#### PROBLEM DESCRIPTION:
Copy out the line containing "Return the outline of every instance of the church" and each line after it, through the last one in the material, exactly as written.

[Data items]

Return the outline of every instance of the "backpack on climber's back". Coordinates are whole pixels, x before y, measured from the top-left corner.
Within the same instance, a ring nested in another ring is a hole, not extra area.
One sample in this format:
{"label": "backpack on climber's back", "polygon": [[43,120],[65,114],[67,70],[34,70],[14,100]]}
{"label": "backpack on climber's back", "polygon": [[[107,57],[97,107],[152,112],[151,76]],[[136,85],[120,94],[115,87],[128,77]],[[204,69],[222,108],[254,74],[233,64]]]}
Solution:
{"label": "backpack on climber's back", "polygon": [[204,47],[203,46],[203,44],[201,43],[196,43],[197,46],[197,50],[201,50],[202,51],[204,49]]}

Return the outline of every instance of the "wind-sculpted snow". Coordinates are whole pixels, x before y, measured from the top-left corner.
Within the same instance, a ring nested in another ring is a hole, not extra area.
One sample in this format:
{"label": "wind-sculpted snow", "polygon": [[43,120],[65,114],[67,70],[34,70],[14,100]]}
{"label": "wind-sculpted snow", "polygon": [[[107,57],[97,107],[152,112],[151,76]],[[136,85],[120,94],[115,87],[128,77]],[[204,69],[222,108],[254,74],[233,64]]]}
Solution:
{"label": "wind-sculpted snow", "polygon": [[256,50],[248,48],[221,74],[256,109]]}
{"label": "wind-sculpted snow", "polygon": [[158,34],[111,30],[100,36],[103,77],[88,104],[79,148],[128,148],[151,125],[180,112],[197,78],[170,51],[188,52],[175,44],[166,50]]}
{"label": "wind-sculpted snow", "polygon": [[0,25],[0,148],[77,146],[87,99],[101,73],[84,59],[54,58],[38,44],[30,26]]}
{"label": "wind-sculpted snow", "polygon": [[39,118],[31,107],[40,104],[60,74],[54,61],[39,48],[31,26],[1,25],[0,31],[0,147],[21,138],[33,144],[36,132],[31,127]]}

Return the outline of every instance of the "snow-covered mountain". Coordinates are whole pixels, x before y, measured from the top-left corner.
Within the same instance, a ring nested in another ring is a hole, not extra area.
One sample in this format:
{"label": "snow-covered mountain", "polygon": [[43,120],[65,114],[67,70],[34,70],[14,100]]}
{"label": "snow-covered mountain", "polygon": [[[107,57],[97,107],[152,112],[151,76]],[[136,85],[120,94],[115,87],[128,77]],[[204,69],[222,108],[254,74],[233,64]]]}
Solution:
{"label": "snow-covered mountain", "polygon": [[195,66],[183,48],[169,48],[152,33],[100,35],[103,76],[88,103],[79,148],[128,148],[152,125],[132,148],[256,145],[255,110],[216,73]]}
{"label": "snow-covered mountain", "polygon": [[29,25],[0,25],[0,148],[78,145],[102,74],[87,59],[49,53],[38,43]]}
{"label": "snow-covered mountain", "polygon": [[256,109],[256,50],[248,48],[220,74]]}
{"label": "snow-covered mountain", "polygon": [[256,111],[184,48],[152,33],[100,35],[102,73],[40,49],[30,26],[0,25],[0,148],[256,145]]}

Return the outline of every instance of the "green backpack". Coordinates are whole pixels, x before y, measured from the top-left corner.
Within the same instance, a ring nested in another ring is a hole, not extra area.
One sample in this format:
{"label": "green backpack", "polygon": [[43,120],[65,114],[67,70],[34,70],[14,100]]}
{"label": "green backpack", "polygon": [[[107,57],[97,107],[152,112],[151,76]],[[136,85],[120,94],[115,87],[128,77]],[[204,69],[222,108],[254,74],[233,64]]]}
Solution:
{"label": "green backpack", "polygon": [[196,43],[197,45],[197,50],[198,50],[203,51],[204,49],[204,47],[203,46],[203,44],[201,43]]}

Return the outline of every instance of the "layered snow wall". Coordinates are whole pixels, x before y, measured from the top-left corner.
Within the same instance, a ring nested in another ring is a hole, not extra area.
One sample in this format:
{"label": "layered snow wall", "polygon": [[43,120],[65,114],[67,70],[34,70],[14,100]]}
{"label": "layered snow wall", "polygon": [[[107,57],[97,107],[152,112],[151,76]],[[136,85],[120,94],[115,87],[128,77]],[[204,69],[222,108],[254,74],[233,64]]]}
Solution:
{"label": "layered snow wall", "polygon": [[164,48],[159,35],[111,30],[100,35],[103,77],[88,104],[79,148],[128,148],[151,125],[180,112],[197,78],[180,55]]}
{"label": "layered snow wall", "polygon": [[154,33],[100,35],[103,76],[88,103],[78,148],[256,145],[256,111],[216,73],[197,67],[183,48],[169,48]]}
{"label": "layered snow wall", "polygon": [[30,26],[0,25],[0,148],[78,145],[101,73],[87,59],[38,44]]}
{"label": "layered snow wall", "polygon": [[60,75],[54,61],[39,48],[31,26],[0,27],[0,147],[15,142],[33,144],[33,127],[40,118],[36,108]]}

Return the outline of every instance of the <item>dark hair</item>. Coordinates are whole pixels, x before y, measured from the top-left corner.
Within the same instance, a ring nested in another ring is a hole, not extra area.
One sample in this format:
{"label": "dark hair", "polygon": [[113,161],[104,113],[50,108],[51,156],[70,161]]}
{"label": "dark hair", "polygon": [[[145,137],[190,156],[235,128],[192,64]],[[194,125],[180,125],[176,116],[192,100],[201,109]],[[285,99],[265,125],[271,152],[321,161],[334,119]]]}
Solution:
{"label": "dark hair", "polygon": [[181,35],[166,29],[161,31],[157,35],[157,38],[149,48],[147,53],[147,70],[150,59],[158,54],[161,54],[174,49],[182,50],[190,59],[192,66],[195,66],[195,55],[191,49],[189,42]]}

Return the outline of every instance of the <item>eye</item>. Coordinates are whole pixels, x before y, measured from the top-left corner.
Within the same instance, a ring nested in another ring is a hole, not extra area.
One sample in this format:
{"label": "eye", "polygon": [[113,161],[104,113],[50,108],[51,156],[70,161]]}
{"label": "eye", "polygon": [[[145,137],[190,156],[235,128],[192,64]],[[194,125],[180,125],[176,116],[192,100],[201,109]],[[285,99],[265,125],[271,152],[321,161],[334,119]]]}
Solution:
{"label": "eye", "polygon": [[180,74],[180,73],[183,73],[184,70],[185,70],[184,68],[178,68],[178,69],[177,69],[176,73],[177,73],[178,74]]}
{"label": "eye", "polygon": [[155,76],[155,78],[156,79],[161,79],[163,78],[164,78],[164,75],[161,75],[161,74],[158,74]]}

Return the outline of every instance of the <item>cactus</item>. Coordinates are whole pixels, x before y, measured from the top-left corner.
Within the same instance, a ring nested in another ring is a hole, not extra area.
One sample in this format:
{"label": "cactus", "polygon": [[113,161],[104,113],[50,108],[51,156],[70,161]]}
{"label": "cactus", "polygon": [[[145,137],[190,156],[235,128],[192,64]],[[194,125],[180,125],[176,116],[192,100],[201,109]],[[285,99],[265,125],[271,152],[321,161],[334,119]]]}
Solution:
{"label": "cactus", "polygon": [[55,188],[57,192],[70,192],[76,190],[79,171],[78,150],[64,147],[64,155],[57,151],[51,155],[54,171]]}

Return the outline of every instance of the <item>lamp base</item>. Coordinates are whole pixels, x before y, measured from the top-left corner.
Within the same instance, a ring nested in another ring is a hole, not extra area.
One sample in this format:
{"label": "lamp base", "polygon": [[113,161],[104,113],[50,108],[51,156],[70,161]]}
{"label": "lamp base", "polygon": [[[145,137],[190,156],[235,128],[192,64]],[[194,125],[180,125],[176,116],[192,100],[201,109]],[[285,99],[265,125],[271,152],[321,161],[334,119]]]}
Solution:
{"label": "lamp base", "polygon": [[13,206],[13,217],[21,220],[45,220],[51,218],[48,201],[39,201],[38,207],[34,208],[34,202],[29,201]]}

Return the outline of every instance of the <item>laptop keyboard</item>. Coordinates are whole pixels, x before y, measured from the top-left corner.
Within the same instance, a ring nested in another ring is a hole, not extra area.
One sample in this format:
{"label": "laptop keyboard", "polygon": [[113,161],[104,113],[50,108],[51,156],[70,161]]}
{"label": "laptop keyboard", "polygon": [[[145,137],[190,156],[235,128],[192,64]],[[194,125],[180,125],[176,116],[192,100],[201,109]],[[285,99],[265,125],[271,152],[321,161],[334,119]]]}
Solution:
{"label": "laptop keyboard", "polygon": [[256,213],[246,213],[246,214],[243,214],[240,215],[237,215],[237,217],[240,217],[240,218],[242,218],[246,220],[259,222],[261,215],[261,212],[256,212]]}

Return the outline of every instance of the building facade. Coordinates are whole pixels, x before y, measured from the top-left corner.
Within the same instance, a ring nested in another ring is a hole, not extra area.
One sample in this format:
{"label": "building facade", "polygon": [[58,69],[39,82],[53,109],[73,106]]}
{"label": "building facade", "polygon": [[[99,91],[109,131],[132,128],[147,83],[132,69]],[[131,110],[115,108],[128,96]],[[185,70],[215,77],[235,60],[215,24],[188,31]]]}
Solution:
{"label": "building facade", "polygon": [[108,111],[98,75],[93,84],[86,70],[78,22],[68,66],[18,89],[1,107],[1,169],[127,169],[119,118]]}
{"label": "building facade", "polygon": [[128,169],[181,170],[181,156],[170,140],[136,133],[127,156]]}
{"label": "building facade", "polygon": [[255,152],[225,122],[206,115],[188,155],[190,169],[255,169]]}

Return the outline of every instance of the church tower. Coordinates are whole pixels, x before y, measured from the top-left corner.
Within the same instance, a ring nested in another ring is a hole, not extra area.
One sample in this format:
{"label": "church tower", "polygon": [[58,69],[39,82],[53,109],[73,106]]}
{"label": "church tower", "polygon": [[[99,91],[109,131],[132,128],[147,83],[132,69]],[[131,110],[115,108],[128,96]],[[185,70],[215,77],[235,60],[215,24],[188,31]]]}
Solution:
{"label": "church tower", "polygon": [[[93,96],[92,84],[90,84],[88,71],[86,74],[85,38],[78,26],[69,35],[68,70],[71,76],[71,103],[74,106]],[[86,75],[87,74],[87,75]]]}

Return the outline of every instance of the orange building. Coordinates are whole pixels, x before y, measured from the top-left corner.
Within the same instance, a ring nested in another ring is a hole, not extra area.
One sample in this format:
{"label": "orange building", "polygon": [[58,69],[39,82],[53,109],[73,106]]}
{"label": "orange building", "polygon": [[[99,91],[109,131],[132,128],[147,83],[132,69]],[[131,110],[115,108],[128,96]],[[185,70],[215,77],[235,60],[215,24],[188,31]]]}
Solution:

#### THE RESPONSE:
Return the outline of every instance of the church tower. Coordinates are whole pixels, x before y, measured from the top-left corner.
Within the same instance, a ring nested in another ring is a hole, not extra area.
One sample in this format:
{"label": "church tower", "polygon": [[58,69],[39,82],[53,109],[73,106]]}
{"label": "church tower", "polygon": [[[99,91],[109,131],[132,128],[147,83],[132,69]],[[131,110],[115,108],[128,96]],[[185,70],[215,77],[235,60],[215,24],[188,31]]]}
Solution:
{"label": "church tower", "polygon": [[[93,96],[92,84],[90,84],[88,71],[86,74],[85,38],[78,26],[69,35],[68,70],[71,76],[71,103],[74,106]],[[86,75],[87,74],[87,75]]]}

Return the outline of every instance of the orange building. Coordinates are whole pixels, x before y, measured from the top-left corner.
Within the same instance, a ring nested in another ring is a hole, not extra area.
One sample in this format:
{"label": "orange building", "polygon": [[58,69],[39,82],[53,109],[73,106]]}
{"label": "orange building", "polygon": [[[99,91],[109,131],[132,128],[147,83],[132,69]],[[131,110],[115,108],[128,96]],[[185,70],[215,77],[235,60],[215,24],[188,31]]]}
Solution:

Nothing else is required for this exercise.